* Work required *
Copy every line of the entries that includes the word "rise".

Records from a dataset

'''

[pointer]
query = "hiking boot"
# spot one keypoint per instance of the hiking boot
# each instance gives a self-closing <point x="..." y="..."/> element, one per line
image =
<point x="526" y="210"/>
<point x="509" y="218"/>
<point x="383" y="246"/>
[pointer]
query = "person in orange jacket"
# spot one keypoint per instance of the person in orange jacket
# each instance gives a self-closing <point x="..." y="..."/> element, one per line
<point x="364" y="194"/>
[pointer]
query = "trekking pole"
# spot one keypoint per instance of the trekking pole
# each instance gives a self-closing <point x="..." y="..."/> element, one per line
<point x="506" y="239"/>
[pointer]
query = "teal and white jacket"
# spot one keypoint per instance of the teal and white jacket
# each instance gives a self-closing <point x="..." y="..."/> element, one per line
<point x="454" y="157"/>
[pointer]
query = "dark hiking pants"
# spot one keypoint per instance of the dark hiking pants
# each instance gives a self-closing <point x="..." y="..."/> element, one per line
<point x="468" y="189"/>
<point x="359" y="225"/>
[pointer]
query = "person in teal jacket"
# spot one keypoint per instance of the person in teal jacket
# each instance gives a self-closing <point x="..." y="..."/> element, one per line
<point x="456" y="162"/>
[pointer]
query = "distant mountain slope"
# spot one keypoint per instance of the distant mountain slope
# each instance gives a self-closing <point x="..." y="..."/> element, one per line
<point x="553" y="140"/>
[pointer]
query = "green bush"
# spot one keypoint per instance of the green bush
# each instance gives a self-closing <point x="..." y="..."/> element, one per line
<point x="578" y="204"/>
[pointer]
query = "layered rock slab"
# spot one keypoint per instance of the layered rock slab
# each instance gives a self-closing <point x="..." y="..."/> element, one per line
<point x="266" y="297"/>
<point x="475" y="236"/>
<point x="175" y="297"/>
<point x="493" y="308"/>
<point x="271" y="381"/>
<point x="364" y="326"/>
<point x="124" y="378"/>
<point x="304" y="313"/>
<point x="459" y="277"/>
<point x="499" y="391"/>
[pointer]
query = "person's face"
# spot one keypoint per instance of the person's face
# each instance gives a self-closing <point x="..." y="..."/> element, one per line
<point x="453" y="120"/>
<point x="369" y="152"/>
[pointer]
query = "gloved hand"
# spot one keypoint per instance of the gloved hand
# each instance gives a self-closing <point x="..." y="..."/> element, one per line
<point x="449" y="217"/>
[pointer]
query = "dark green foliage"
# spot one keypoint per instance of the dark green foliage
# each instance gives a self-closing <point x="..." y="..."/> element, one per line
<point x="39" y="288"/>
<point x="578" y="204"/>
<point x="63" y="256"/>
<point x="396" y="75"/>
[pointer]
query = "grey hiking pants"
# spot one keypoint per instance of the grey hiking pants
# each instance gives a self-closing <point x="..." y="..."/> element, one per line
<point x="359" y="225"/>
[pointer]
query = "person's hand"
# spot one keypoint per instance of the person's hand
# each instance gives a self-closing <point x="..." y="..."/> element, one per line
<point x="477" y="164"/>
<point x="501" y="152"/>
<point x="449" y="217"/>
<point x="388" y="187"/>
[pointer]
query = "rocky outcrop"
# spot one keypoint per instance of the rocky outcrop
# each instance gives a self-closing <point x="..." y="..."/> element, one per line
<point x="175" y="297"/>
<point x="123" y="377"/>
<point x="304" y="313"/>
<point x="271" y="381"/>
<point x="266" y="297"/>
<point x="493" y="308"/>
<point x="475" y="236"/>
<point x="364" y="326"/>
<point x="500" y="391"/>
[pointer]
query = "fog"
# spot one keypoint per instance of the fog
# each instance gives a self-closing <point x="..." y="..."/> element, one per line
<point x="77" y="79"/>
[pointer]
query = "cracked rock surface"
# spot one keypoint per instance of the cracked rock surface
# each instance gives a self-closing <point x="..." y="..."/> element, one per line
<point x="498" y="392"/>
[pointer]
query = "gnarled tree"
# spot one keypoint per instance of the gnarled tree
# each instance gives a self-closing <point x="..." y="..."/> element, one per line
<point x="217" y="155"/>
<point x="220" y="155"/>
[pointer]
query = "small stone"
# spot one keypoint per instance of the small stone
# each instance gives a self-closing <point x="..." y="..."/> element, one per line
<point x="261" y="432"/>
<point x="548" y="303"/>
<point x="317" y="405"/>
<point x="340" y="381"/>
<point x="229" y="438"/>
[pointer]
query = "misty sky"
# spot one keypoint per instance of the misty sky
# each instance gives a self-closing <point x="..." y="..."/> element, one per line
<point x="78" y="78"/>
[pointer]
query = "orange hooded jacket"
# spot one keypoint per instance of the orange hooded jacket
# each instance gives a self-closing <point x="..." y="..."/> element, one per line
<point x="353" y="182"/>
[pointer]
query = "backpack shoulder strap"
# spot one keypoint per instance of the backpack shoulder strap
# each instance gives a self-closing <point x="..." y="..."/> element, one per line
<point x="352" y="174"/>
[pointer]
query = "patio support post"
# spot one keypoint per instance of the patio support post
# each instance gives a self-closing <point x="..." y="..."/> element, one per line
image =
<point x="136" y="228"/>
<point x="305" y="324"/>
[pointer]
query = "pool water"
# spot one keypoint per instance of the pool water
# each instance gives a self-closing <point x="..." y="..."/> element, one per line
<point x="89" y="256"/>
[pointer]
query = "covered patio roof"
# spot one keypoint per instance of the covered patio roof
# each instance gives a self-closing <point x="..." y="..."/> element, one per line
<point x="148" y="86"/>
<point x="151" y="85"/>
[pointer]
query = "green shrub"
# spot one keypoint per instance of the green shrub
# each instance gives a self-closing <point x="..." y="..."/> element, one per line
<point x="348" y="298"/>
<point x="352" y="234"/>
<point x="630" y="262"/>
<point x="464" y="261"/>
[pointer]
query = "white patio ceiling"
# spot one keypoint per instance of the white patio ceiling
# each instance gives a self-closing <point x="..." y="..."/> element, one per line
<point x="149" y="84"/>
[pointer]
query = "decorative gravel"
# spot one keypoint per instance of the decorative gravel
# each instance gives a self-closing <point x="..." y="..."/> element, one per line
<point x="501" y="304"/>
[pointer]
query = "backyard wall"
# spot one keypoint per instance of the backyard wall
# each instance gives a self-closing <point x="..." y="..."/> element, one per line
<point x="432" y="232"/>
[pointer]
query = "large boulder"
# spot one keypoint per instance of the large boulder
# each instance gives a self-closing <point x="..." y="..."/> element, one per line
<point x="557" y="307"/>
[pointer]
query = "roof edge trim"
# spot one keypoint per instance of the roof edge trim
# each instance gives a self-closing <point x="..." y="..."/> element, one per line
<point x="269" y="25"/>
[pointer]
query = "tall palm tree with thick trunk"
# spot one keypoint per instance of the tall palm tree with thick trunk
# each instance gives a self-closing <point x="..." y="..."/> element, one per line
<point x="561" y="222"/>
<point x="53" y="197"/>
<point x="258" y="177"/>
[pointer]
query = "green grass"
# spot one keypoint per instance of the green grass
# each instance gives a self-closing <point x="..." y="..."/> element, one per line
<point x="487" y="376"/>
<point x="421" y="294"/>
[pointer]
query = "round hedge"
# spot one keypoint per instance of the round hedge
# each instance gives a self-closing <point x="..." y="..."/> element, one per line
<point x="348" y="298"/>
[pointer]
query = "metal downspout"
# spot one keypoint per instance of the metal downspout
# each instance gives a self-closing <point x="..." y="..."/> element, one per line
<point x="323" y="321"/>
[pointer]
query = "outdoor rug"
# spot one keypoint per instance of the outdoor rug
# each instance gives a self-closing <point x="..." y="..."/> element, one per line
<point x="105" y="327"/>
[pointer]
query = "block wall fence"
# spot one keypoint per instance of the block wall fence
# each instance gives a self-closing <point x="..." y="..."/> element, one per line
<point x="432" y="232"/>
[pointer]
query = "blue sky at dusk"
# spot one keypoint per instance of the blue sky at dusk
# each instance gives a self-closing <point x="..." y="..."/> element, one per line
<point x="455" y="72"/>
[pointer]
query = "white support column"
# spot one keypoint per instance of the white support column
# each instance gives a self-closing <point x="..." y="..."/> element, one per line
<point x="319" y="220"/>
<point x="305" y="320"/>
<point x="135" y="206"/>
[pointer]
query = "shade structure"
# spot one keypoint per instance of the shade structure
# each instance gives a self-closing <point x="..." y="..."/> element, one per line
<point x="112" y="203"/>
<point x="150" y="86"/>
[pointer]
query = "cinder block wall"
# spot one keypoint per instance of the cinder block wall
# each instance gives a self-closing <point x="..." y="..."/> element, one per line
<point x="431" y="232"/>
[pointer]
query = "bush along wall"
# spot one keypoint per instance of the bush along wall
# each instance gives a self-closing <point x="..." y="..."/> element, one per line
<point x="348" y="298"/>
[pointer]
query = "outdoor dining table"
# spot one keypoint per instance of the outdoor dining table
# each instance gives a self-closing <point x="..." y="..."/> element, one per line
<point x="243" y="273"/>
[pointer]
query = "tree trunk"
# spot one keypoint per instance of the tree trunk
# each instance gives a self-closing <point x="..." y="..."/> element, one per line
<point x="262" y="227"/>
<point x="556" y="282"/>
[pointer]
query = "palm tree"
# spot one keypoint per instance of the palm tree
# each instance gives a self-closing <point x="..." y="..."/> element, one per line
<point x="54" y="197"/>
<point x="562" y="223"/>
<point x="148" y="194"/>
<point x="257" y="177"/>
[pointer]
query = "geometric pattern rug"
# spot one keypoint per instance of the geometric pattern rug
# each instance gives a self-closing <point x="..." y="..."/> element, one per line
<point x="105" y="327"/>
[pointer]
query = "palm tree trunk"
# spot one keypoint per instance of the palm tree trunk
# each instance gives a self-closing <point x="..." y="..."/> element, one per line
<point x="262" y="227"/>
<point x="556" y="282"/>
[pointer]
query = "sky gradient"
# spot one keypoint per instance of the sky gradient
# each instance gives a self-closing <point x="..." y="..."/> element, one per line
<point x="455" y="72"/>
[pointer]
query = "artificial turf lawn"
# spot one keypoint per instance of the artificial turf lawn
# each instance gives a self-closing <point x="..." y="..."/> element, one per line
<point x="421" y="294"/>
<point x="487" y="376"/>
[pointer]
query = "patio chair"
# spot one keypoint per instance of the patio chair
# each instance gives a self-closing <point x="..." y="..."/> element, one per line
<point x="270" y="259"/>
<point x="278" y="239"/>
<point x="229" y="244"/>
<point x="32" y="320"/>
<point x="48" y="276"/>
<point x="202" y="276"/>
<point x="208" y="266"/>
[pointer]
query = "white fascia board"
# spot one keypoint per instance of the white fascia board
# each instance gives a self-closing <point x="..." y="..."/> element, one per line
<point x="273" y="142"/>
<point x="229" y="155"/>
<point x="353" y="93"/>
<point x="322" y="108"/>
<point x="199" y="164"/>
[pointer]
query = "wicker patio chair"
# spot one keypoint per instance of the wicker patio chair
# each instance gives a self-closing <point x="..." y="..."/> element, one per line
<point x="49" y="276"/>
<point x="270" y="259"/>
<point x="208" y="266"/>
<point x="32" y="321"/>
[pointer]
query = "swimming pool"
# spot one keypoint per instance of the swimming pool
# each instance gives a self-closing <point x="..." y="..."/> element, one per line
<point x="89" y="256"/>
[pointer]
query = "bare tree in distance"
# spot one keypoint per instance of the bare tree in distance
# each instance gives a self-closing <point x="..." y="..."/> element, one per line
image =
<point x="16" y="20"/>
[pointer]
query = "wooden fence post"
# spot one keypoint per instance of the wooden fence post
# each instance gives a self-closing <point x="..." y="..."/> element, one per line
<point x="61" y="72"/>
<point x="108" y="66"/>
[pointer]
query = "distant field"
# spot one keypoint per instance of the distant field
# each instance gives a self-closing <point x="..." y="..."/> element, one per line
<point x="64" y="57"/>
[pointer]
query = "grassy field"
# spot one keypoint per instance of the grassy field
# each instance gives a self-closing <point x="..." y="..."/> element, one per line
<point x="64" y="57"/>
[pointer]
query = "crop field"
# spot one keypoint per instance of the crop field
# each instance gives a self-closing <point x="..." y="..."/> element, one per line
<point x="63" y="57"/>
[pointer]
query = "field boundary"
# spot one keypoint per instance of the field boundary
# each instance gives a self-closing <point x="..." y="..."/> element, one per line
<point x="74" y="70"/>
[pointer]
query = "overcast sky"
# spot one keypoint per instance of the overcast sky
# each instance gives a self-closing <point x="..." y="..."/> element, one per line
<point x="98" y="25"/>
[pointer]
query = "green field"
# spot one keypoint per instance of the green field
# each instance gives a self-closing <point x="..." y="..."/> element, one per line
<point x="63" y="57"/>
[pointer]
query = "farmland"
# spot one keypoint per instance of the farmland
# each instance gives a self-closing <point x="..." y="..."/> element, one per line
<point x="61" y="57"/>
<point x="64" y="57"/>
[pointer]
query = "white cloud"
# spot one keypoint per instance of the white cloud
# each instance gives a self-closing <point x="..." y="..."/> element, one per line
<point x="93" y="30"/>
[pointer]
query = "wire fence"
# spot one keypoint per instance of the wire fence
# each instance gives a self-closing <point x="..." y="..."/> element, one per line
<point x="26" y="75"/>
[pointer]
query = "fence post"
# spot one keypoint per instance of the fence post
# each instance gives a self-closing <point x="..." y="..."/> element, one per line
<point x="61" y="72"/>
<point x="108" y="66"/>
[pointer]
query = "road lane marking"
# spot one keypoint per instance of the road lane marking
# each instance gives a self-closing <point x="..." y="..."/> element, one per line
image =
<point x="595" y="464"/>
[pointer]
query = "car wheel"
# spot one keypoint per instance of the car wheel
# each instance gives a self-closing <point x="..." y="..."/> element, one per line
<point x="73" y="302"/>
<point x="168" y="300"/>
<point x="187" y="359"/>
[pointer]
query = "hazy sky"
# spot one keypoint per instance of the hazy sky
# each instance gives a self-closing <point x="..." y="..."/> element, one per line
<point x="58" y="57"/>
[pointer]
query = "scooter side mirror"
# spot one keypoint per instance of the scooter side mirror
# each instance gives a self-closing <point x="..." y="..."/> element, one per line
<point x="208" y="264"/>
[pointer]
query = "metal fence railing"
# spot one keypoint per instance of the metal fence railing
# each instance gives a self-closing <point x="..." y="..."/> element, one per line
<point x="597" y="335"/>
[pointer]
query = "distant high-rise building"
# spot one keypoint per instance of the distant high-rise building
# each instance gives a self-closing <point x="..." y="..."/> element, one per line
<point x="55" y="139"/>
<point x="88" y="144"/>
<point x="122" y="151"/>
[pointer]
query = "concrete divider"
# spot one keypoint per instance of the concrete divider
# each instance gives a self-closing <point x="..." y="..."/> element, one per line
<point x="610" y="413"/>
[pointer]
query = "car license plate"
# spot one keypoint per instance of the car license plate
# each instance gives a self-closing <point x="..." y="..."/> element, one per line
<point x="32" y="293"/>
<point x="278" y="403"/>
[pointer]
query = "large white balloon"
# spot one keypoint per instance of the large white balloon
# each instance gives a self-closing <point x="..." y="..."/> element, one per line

'''

* Written answer *
query = "distant high-rise building"
# spot one keypoint per instance of the distant high-rise building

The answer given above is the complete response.